== Exercise prompt ==
Each entry is to be transcribed exactly, with nothing added or dropped.

== Provided data ==

■ ■ ■ ■ ■ ■ ■

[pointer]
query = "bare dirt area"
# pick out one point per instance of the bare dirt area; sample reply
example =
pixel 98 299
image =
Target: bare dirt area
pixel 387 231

■ ■ ■ ■ ■ ■ ■

== Problem solution ==
[pointer]
query = "bare dirt area"
# pick out one point per instance of the bare dirt area; sample reply
example =
pixel 98 299
image =
Target: bare dirt area
pixel 387 231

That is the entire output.